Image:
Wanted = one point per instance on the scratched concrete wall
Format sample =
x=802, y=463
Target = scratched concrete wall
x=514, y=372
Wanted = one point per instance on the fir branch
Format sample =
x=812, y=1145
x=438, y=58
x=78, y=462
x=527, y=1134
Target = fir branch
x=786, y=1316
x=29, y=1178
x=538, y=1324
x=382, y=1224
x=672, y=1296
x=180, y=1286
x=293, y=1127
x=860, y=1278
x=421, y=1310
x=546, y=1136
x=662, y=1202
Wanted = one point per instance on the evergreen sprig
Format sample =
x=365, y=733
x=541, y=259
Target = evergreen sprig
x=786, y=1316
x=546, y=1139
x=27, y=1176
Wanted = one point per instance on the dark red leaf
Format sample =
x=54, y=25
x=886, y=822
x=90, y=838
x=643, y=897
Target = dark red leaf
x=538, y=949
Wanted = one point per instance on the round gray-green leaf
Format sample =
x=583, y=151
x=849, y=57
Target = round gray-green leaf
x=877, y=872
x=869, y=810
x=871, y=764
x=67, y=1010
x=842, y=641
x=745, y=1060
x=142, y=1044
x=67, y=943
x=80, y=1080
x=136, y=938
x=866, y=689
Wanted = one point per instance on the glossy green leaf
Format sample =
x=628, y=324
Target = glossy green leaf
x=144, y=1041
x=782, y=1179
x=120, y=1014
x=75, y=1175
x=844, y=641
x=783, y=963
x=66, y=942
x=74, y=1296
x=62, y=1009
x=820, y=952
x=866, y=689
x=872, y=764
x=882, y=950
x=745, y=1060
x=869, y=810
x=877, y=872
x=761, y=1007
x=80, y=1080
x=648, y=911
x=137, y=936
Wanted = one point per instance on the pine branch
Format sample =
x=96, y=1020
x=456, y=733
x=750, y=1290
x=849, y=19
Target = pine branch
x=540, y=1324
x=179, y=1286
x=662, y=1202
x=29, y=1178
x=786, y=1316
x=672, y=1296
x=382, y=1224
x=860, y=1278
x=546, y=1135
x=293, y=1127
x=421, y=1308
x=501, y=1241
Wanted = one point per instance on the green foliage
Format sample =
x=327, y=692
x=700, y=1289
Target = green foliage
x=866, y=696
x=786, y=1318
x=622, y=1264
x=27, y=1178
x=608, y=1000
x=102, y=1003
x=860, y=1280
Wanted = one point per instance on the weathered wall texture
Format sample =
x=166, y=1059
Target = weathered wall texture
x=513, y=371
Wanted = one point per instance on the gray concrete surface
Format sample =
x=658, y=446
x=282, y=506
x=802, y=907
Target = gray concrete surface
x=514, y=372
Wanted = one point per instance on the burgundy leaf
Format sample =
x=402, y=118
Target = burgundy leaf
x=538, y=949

◇ ◇ ◇

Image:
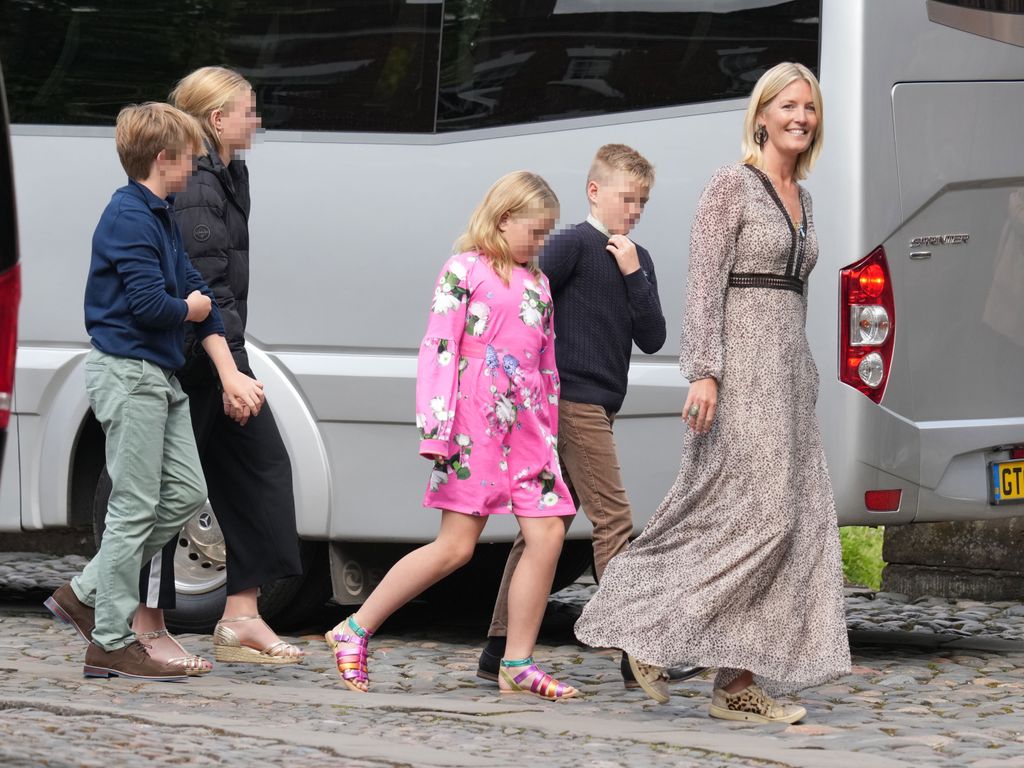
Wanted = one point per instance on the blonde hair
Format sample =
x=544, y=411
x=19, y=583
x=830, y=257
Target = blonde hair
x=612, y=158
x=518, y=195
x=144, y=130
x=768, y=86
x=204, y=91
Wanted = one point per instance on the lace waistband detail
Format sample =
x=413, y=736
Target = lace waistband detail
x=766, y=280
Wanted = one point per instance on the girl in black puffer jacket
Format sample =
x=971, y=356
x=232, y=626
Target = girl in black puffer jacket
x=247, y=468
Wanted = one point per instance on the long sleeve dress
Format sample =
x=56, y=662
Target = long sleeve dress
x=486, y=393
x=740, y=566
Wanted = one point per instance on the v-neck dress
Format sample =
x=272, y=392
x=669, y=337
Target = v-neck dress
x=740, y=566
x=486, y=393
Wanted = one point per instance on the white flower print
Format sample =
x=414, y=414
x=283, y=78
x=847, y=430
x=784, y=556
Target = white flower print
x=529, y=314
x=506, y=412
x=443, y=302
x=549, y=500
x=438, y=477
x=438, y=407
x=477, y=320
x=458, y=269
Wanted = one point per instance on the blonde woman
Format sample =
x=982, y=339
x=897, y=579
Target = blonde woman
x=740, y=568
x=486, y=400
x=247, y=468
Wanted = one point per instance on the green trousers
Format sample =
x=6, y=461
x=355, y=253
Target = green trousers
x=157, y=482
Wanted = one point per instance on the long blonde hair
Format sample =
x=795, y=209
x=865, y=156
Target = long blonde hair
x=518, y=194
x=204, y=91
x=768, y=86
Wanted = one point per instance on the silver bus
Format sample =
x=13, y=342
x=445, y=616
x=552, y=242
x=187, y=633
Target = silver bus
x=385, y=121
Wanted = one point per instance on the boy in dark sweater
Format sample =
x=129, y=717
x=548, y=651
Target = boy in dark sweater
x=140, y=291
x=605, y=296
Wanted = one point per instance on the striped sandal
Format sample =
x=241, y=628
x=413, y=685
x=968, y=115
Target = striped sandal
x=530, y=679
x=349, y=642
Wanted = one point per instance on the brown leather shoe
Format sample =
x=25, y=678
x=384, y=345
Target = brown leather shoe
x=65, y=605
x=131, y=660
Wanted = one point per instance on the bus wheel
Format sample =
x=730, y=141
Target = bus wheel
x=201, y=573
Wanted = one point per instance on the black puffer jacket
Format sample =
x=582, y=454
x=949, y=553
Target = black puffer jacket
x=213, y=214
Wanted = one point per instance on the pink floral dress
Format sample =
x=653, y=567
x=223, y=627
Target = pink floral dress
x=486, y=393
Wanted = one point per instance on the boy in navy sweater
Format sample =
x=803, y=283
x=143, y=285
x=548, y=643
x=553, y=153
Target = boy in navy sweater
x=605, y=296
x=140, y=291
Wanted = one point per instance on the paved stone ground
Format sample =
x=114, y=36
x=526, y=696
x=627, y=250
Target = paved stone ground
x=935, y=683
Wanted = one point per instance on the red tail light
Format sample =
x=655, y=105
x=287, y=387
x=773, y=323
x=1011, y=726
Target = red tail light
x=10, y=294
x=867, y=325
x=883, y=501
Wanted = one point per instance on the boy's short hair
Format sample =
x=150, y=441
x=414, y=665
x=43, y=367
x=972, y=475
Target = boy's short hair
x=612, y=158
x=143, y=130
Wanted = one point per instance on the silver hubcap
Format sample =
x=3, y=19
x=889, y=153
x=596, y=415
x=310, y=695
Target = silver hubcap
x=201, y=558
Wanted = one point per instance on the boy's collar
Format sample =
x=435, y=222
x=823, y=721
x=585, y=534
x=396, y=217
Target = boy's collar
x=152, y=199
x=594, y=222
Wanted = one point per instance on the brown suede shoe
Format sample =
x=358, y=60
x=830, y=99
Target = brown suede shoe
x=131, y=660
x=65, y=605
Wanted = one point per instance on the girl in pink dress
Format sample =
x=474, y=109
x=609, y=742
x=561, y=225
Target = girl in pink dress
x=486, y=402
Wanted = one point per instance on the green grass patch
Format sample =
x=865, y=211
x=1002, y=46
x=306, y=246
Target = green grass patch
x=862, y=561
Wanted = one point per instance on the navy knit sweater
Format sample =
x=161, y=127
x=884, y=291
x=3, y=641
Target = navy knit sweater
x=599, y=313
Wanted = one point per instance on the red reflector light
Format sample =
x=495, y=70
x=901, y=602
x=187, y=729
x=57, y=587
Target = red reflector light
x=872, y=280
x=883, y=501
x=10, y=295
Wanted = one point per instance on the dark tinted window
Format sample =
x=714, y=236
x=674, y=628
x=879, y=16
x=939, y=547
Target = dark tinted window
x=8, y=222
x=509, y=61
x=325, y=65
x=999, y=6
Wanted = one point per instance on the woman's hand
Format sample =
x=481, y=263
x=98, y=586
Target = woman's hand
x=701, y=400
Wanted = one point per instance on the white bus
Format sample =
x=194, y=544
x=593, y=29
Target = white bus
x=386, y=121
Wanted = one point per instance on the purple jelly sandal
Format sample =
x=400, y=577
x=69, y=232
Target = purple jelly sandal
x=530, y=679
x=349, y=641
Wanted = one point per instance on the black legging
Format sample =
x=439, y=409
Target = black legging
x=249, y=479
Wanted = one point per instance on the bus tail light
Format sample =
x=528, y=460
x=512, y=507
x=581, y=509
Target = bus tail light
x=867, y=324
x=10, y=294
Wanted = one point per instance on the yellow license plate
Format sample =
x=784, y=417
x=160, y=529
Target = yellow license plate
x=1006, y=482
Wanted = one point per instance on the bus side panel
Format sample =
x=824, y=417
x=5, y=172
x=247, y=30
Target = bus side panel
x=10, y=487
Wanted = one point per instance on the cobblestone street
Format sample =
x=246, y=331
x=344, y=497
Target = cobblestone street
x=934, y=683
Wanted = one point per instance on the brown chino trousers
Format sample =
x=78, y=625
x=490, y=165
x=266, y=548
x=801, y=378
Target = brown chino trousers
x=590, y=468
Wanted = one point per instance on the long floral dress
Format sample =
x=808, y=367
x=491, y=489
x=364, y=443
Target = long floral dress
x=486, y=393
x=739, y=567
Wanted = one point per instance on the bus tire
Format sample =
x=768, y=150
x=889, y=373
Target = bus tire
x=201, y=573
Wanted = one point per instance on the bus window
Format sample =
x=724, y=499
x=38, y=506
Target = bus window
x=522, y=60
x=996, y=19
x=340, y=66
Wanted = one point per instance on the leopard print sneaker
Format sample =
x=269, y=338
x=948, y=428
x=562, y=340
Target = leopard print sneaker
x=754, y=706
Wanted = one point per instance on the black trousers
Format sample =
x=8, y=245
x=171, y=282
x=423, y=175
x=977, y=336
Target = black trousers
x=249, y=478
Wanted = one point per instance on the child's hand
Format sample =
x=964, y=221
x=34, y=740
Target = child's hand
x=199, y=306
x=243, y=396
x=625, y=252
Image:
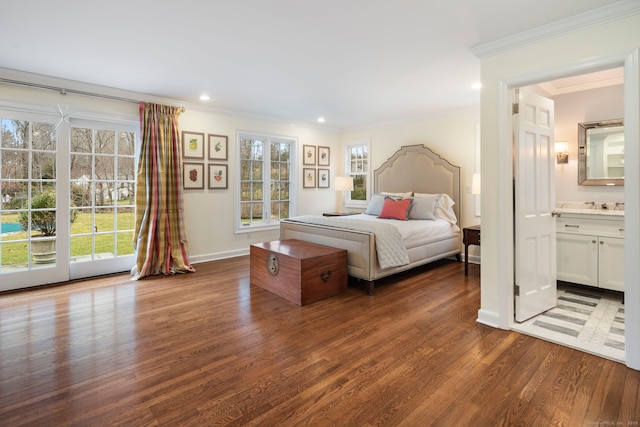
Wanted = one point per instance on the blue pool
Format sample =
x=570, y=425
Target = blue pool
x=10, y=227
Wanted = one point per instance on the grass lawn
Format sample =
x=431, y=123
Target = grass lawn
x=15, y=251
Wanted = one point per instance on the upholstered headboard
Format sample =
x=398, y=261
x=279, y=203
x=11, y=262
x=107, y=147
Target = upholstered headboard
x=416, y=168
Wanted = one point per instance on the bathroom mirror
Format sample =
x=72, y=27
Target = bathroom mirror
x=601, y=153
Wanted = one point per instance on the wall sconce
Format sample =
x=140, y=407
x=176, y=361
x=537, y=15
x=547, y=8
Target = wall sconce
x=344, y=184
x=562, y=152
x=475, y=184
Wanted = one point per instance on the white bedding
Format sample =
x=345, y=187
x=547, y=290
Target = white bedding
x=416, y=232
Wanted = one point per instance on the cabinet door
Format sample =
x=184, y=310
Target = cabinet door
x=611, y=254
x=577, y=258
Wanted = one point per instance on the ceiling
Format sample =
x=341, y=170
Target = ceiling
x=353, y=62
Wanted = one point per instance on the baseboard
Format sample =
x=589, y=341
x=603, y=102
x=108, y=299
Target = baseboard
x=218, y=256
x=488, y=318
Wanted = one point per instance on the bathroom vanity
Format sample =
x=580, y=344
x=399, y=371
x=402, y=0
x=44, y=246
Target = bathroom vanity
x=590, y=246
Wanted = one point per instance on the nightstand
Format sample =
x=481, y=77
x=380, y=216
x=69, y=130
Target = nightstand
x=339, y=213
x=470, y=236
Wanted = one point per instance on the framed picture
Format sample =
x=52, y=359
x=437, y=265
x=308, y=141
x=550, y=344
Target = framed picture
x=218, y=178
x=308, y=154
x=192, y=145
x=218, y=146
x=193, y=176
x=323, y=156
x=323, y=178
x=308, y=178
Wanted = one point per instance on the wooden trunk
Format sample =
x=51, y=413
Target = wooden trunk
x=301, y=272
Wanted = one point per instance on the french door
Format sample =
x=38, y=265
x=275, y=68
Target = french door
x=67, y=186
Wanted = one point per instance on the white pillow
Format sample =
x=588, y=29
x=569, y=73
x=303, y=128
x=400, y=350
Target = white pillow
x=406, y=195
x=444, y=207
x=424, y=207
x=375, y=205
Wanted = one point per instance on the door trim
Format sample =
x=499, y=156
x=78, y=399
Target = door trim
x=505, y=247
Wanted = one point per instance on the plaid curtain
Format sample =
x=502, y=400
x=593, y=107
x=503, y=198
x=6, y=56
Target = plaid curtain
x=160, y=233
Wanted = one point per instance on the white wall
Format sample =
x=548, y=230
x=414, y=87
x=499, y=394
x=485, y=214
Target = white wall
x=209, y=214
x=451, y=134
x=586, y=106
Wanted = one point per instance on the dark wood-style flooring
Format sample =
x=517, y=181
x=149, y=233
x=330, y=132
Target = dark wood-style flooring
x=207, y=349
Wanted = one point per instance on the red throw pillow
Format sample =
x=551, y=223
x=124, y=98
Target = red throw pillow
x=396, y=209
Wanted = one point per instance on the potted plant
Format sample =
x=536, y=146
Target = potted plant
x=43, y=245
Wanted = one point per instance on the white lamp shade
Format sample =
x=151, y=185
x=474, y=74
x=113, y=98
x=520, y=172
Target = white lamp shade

◇ ◇ ◇

** Exercise **
Please rewrite the stretch of the listing above, from the line containing "Wanted = one point per instance on the lace" through the line containing "x=349, y=642", as a JSON list of strings with one string per line and blank lines left out.

** Expected output **
[
  "Wanted = one point per instance on the lace waistband detail",
  "Format sample =",
  "x=413, y=736",
  "Target = lace waistband detail",
  "x=766, y=280",
  "Wanted = one point per instance on the girl in black puffer jacket",
  "Format sample =",
  "x=971, y=356",
  "x=232, y=626",
  "Target = girl in black puffer jacket",
  "x=247, y=468",
  "Wanted = one point per instance on the long sleeve dress",
  "Format sample =",
  "x=56, y=662",
  "Target = long sleeve dress",
  "x=486, y=393",
  "x=740, y=566",
  "Wanted = one point per instance on the v-neck dress",
  "Format sample =",
  "x=272, y=392",
  "x=669, y=337",
  "Target = v-neck dress",
  "x=740, y=566",
  "x=486, y=393",
  "Wanted = one point per instance on the white flower print",
  "Format sample =",
  "x=414, y=414",
  "x=283, y=78",
  "x=847, y=430",
  "x=784, y=556",
  "Target = white flower print",
  "x=529, y=314",
  "x=506, y=412",
  "x=443, y=302",
  "x=549, y=500",
  "x=438, y=477",
  "x=438, y=407",
  "x=477, y=320",
  "x=458, y=269",
  "Wanted = one point per instance on the blonde woman",
  "Format sample =",
  "x=982, y=339",
  "x=897, y=579",
  "Target = blonde woman",
  "x=740, y=568",
  "x=486, y=400",
  "x=247, y=468",
  "Wanted = one point per instance on the green trousers",
  "Format sample =",
  "x=6, y=461",
  "x=355, y=253",
  "Target = green trousers",
  "x=157, y=482",
  "Wanted = one point per instance on the long blonde hair",
  "Format sample =",
  "x=795, y=209",
  "x=865, y=156",
  "Target = long blonde hair",
  "x=518, y=194",
  "x=204, y=91",
  "x=768, y=86",
  "Wanted = one point per instance on the silver bus",
  "Format sample =",
  "x=13, y=342",
  "x=445, y=616",
  "x=552, y=242",
  "x=187, y=633",
  "Target = silver bus",
  "x=385, y=121",
  "Wanted = one point per instance on the boy in dark sweater",
  "Format sample =",
  "x=129, y=717",
  "x=548, y=651",
  "Target = boy in dark sweater",
  "x=140, y=291",
  "x=605, y=296",
  "Wanted = one point per instance on the striped sandal",
  "Format sample =",
  "x=241, y=628",
  "x=413, y=685",
  "x=968, y=115",
  "Target = striped sandal",
  "x=530, y=679",
  "x=349, y=642"
]